__What you need to do__
Rewrite everything below from the line containing "Find the rear" down to the line containing "M 51 186 L 47", keeping every line, requests included. Offset each coordinate in the outline answers by adding 138, and leave the format samples unchanged.

__Records for this task__
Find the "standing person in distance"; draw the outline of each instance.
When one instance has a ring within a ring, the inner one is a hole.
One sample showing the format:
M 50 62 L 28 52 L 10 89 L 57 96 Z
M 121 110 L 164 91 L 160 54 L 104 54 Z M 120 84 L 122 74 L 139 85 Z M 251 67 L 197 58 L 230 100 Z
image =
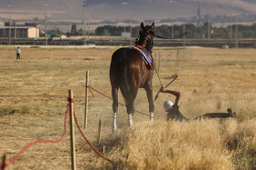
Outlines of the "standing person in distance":
M 19 46 L 16 48 L 16 60 L 20 60 L 20 53 L 21 53 L 21 50 L 19 48 Z

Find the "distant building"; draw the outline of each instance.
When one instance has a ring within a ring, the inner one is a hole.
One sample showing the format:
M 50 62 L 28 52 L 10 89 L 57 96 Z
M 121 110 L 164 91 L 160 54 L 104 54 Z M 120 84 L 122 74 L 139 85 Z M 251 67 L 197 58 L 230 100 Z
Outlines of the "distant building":
M 14 38 L 38 38 L 39 26 L 37 23 L 25 23 L 24 25 L 16 25 L 13 23 L 9 26 L 9 23 L 0 25 L 0 37 L 9 37 L 9 31 L 11 30 L 11 37 Z

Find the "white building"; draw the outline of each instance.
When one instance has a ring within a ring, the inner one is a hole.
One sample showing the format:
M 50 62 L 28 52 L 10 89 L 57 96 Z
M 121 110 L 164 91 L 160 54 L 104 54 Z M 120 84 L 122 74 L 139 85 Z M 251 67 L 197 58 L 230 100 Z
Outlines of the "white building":
M 8 25 L 8 23 L 4 26 L 0 26 L 0 37 L 9 37 L 11 31 L 11 37 L 14 38 L 38 38 L 39 26 L 37 24 L 26 23 L 23 25 Z

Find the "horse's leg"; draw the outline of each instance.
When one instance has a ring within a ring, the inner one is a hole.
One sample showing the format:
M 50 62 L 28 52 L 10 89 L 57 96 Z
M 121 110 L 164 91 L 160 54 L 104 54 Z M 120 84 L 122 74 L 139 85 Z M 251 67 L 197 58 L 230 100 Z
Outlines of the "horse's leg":
M 118 111 L 118 88 L 112 87 L 112 132 L 116 130 L 116 116 Z
M 154 120 L 154 110 L 155 110 L 155 105 L 153 100 L 153 86 L 152 83 L 148 83 L 147 85 L 144 87 L 146 91 L 146 96 L 149 103 L 149 112 L 150 112 L 150 120 Z
M 126 104 L 126 110 L 128 114 L 128 120 L 130 126 L 133 125 L 133 115 L 134 113 L 134 105 L 133 102 L 135 100 L 135 97 L 138 93 L 137 87 L 131 87 L 131 91 L 127 91 L 126 89 L 121 89 L 123 96 L 124 98 L 125 104 Z
M 127 106 L 129 125 L 130 125 L 130 126 L 132 126 L 132 125 L 133 125 L 133 115 L 134 113 L 133 100 L 129 100 L 127 102 L 126 106 Z

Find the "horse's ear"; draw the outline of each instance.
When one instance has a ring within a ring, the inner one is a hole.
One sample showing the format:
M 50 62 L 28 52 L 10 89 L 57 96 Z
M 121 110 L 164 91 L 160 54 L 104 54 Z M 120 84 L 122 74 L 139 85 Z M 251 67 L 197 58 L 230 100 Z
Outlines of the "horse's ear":
M 144 23 L 141 24 L 141 28 L 142 28 L 143 30 L 144 30 Z
M 150 29 L 153 30 L 155 28 L 155 24 L 152 23 L 151 26 L 150 26 Z

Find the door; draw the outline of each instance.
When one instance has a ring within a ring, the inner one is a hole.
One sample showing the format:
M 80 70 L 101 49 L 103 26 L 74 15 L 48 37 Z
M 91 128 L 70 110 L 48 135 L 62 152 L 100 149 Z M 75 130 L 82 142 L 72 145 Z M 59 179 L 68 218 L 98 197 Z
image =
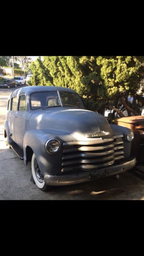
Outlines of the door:
M 18 110 L 14 119 L 14 136 L 16 142 L 23 148 L 25 132 L 25 120 L 27 112 L 27 104 L 25 95 L 19 97 Z
M 13 86 L 14 86 L 13 81 L 12 81 L 12 80 L 10 80 L 10 87 L 13 87 Z
M 14 120 L 17 109 L 17 98 L 14 97 L 11 100 L 11 111 L 9 114 L 10 136 L 12 140 L 15 142 L 14 136 Z

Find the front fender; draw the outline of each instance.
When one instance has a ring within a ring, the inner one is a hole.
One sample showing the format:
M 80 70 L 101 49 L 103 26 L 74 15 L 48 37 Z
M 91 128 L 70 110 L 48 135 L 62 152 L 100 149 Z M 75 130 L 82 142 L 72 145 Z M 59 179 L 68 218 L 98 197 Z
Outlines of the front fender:
M 125 158 L 129 157 L 130 154 L 132 142 L 126 141 L 124 138 L 125 134 L 127 131 L 131 131 L 130 129 L 121 126 L 117 124 L 110 124 L 110 128 L 113 132 L 114 135 L 119 135 L 122 134 L 124 137 L 122 138 L 123 146 L 124 147 L 124 156 Z
M 60 142 L 60 150 L 54 154 L 49 154 L 45 150 L 46 142 L 51 138 L 58 139 Z M 24 162 L 26 165 L 28 159 L 27 150 L 30 147 L 36 156 L 39 167 L 43 176 L 46 174 L 56 175 L 62 169 L 62 144 L 65 142 L 74 141 L 72 136 L 65 132 L 47 130 L 28 131 L 25 134 L 23 143 Z

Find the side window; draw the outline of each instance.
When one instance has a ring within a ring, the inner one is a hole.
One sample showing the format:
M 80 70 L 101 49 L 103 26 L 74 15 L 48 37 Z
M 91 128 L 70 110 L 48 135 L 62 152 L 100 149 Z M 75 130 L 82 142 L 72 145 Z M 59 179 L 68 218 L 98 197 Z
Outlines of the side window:
M 10 100 L 9 100 L 8 102 L 8 111 L 9 111 L 10 110 Z
M 15 97 L 14 98 L 12 98 L 12 111 L 16 111 L 17 110 L 17 97 Z
M 18 111 L 27 111 L 26 99 L 25 95 L 20 96 L 19 98 Z

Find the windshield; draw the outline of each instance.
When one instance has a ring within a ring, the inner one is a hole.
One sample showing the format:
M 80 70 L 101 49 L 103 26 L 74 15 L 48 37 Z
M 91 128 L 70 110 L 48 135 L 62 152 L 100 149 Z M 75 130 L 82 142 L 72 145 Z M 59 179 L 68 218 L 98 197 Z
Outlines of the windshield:
M 14 79 L 15 80 L 20 80 L 20 77 L 14 77 Z
M 79 96 L 74 93 L 59 92 L 63 106 L 82 108 Z M 30 102 L 32 109 L 44 107 L 62 106 L 58 92 L 41 92 L 33 93 Z
M 83 108 L 77 94 L 67 92 L 59 92 L 59 94 L 63 106 L 71 106 Z

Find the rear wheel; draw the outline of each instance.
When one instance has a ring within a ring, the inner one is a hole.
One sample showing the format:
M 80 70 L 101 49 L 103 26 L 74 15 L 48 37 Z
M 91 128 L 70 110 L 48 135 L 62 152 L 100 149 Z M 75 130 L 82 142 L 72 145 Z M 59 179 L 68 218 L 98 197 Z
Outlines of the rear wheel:
M 51 186 L 47 185 L 44 181 L 44 177 L 39 168 L 34 154 L 33 154 L 32 157 L 32 170 L 34 180 L 36 186 L 40 189 L 44 191 L 51 188 Z

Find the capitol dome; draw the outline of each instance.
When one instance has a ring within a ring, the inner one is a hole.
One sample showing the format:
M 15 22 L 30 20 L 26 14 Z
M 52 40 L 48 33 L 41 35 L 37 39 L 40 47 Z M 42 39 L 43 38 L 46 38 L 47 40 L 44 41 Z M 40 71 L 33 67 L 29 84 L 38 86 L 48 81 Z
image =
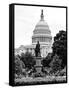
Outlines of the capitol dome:
M 51 40 L 51 31 L 49 29 L 48 24 L 44 20 L 43 10 L 41 10 L 41 19 L 36 24 L 35 29 L 33 31 L 32 44 L 36 44 L 37 41 L 39 41 L 40 44 L 46 45 L 50 43 Z

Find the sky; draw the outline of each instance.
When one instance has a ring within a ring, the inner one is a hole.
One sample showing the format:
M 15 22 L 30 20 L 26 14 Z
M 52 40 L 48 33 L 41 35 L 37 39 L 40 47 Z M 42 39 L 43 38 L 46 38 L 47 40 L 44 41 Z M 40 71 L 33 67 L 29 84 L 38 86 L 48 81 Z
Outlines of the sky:
M 66 31 L 65 8 L 15 5 L 15 48 L 20 47 L 20 45 L 32 44 L 33 31 L 40 21 L 42 9 L 44 20 L 49 26 L 52 37 L 59 30 Z

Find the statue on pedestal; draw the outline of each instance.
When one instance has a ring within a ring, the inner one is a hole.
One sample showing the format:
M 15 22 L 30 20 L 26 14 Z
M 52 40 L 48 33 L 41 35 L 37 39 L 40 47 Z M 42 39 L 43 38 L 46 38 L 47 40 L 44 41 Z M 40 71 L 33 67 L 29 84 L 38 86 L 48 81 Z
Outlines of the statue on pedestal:
M 37 41 L 36 48 L 35 48 L 35 56 L 40 57 L 40 44 L 39 41 Z

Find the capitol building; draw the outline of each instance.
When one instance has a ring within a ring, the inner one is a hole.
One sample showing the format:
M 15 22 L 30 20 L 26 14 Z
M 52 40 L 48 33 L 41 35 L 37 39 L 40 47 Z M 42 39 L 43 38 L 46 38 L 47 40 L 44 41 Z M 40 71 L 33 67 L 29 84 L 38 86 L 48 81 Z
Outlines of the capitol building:
M 40 52 L 42 57 L 46 57 L 48 53 L 52 52 L 52 36 L 47 22 L 44 20 L 43 10 L 41 10 L 40 21 L 36 24 L 33 30 L 32 45 L 23 46 L 15 49 L 15 54 L 22 52 L 30 52 L 35 55 L 35 46 L 37 41 L 40 43 Z

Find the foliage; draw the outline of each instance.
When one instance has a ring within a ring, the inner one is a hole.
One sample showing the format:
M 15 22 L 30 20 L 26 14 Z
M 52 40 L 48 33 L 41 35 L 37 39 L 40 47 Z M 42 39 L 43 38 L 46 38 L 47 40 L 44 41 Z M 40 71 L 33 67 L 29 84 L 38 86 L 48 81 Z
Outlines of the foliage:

__Finished answer__
Find the rear wheel; draw the outline of each instance.
When one instance has a ring within a ring, the inner one is a hole.
One sample showing the format:
M 80 70 L 101 49 L 103 26 L 74 15 L 48 37 Z
M 91 128 L 70 110 L 48 135 L 62 152 L 100 149 Z M 75 130 L 82 142 L 72 145 Z M 59 179 L 68 218 L 98 197 Z
Outlines of the rear wheel:
M 189 324 L 185 323 L 182 319 L 182 315 L 177 306 L 172 292 L 171 292 L 170 295 L 170 308 L 172 318 L 174 324 L 178 327 L 182 329 L 189 326 Z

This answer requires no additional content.